## Goal
Please list, word for word, each line in the rows below that contains the word "pointing".

## Stored records

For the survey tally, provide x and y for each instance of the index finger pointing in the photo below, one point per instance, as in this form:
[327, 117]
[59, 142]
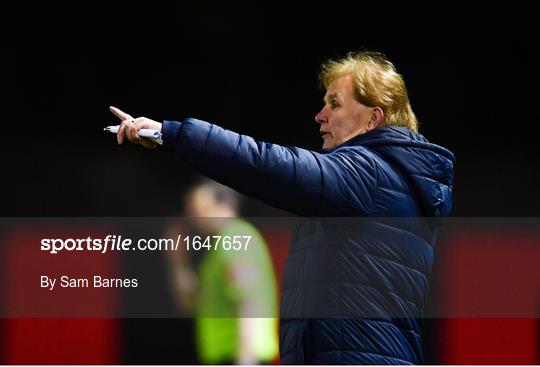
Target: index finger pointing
[120, 114]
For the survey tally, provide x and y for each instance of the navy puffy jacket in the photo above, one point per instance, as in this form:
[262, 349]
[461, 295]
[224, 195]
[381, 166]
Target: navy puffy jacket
[351, 296]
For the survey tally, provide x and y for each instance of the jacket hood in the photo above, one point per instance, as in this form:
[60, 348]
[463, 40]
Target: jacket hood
[428, 167]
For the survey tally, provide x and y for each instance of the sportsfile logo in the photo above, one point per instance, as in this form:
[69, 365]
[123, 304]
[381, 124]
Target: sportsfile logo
[120, 243]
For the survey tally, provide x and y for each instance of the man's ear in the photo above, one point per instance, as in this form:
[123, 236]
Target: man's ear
[377, 117]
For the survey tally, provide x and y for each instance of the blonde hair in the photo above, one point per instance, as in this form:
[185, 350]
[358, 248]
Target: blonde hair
[376, 83]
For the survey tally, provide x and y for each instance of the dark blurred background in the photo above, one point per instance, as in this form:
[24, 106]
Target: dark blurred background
[471, 72]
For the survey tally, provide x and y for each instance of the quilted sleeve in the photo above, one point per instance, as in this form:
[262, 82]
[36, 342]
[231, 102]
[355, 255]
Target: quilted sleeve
[303, 182]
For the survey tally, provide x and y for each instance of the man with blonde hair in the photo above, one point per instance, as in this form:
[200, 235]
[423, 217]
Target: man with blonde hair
[354, 286]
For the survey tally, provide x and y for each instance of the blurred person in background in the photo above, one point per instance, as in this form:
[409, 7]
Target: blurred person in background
[373, 164]
[232, 294]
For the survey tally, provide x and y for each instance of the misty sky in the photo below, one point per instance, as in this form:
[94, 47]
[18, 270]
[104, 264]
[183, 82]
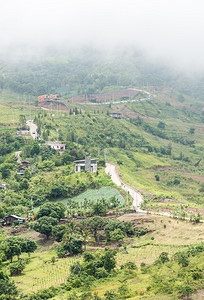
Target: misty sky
[172, 30]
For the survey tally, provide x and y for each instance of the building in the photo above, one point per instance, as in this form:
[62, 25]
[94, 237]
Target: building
[56, 145]
[12, 218]
[25, 164]
[115, 115]
[48, 98]
[23, 132]
[87, 164]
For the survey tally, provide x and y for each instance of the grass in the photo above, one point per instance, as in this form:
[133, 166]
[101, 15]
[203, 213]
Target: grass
[40, 273]
[97, 194]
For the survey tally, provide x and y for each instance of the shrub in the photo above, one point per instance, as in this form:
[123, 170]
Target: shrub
[17, 267]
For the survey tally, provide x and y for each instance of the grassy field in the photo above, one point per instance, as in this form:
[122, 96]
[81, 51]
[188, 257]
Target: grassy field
[41, 273]
[97, 194]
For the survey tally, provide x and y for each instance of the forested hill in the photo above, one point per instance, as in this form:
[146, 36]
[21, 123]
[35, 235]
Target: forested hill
[89, 71]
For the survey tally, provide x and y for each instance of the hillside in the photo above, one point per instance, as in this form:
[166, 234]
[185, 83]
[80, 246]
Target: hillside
[90, 242]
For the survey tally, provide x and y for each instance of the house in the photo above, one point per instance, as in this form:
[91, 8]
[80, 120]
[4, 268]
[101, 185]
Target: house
[48, 98]
[23, 132]
[56, 145]
[25, 164]
[21, 170]
[87, 164]
[115, 115]
[12, 218]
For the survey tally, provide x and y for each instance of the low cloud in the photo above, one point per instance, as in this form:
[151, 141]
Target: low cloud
[169, 30]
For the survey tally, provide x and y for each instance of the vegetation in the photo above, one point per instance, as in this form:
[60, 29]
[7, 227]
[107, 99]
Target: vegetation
[88, 244]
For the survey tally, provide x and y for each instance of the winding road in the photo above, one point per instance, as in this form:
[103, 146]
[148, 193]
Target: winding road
[33, 129]
[136, 196]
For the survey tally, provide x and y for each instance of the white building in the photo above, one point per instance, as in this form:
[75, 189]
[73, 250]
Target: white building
[56, 145]
[87, 164]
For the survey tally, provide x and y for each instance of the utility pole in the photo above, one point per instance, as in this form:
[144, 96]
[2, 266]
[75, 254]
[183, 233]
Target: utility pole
[29, 107]
[57, 134]
[13, 115]
[77, 142]
[105, 154]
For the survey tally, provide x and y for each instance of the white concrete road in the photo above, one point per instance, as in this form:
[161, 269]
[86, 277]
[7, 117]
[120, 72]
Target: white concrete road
[18, 154]
[33, 128]
[136, 196]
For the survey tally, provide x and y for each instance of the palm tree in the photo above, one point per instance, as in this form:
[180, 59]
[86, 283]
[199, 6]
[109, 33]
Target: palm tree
[86, 238]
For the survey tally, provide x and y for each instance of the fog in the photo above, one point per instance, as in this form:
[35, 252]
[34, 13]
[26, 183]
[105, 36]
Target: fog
[171, 31]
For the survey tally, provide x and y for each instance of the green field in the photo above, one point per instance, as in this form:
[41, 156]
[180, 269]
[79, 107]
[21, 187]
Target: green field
[97, 194]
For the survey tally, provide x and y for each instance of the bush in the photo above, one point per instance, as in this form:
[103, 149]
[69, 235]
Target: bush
[17, 267]
[129, 265]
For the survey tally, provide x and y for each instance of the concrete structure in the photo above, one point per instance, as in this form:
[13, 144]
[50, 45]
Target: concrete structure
[2, 186]
[115, 115]
[56, 145]
[12, 218]
[25, 164]
[23, 132]
[87, 164]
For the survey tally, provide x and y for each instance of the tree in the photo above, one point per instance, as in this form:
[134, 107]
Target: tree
[157, 177]
[116, 236]
[163, 257]
[72, 243]
[24, 184]
[192, 130]
[95, 224]
[12, 248]
[161, 125]
[2, 212]
[35, 149]
[59, 231]
[5, 172]
[29, 246]
[52, 210]
[7, 289]
[108, 259]
[22, 119]
[99, 208]
[45, 225]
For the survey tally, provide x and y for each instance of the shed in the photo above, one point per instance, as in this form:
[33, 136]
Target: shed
[56, 145]
[87, 164]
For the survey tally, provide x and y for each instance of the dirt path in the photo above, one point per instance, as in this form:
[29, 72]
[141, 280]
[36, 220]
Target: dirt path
[18, 154]
[136, 196]
[33, 129]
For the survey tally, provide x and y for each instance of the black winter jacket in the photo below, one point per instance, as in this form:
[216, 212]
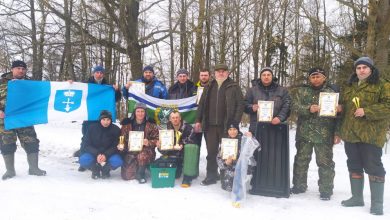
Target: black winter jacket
[101, 140]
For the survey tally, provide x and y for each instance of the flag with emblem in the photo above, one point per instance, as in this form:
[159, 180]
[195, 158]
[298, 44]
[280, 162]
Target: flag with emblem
[159, 109]
[39, 102]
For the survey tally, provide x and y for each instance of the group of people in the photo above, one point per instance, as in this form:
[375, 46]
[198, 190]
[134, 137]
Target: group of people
[362, 120]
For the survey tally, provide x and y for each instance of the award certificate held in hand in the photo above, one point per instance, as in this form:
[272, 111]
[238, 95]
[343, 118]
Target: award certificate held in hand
[328, 102]
[265, 112]
[136, 140]
[229, 147]
[166, 139]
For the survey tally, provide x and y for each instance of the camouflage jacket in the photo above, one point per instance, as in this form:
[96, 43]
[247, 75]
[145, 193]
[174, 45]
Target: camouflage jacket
[311, 127]
[374, 98]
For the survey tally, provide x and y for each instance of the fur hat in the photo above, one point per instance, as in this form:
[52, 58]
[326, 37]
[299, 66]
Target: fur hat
[316, 70]
[364, 60]
[148, 68]
[105, 114]
[221, 66]
[98, 69]
[18, 63]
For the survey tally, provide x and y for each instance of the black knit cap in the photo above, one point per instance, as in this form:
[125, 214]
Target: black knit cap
[18, 63]
[233, 125]
[316, 70]
[105, 114]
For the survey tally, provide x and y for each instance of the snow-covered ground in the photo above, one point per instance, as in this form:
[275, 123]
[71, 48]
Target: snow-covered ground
[66, 193]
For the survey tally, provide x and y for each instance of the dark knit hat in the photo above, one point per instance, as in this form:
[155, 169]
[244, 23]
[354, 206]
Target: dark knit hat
[233, 125]
[18, 63]
[266, 69]
[182, 71]
[140, 105]
[316, 70]
[221, 66]
[148, 68]
[105, 114]
[98, 69]
[364, 60]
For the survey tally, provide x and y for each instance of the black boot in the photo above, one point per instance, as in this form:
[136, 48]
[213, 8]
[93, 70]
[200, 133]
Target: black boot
[9, 161]
[141, 175]
[357, 185]
[377, 185]
[106, 171]
[32, 160]
[95, 171]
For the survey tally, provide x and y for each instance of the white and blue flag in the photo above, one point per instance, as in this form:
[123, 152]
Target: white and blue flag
[39, 102]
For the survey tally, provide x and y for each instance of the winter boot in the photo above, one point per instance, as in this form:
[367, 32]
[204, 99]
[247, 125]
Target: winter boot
[141, 175]
[357, 185]
[95, 171]
[32, 160]
[9, 161]
[106, 171]
[377, 184]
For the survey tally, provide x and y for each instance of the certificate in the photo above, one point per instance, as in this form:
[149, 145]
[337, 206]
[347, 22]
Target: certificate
[166, 139]
[229, 147]
[328, 102]
[265, 112]
[137, 86]
[199, 93]
[136, 140]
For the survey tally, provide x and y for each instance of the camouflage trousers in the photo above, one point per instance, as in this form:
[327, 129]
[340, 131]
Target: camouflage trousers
[27, 137]
[324, 160]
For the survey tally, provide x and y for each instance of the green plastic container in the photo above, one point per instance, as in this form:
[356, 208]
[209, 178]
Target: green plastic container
[162, 177]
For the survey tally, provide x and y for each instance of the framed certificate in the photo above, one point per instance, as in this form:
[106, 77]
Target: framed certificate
[328, 102]
[137, 86]
[199, 93]
[229, 147]
[265, 112]
[166, 139]
[136, 140]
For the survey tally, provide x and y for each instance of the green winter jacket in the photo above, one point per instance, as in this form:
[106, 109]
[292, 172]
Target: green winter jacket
[375, 100]
[311, 127]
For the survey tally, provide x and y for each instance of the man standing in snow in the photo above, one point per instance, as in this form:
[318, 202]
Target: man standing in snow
[314, 131]
[27, 136]
[366, 104]
[221, 104]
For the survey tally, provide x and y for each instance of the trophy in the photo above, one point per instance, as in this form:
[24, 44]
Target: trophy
[121, 144]
[356, 101]
[178, 136]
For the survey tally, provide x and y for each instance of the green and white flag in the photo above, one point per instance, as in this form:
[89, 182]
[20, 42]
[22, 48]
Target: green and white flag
[159, 109]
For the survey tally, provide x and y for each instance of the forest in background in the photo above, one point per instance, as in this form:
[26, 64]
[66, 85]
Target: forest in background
[64, 39]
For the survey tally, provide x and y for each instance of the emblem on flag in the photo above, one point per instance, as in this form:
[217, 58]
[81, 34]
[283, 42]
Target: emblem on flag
[67, 100]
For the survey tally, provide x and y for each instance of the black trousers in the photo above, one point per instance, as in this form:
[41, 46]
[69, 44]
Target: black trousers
[213, 138]
[363, 157]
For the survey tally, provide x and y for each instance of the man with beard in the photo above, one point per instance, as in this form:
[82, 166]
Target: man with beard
[221, 104]
[183, 88]
[153, 86]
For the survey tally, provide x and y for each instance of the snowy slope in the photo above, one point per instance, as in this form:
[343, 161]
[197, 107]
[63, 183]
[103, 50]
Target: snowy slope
[66, 193]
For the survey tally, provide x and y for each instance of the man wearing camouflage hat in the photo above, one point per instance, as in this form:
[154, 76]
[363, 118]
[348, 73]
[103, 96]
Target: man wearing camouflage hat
[366, 104]
[27, 136]
[314, 132]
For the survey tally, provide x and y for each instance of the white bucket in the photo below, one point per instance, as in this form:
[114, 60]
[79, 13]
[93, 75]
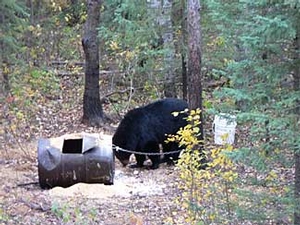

## Solution to this problem
For the survey tally, provide x and y for each instance of the index finger pointing in the photo below, one point per instance, as in this form:
Target: index finger pointing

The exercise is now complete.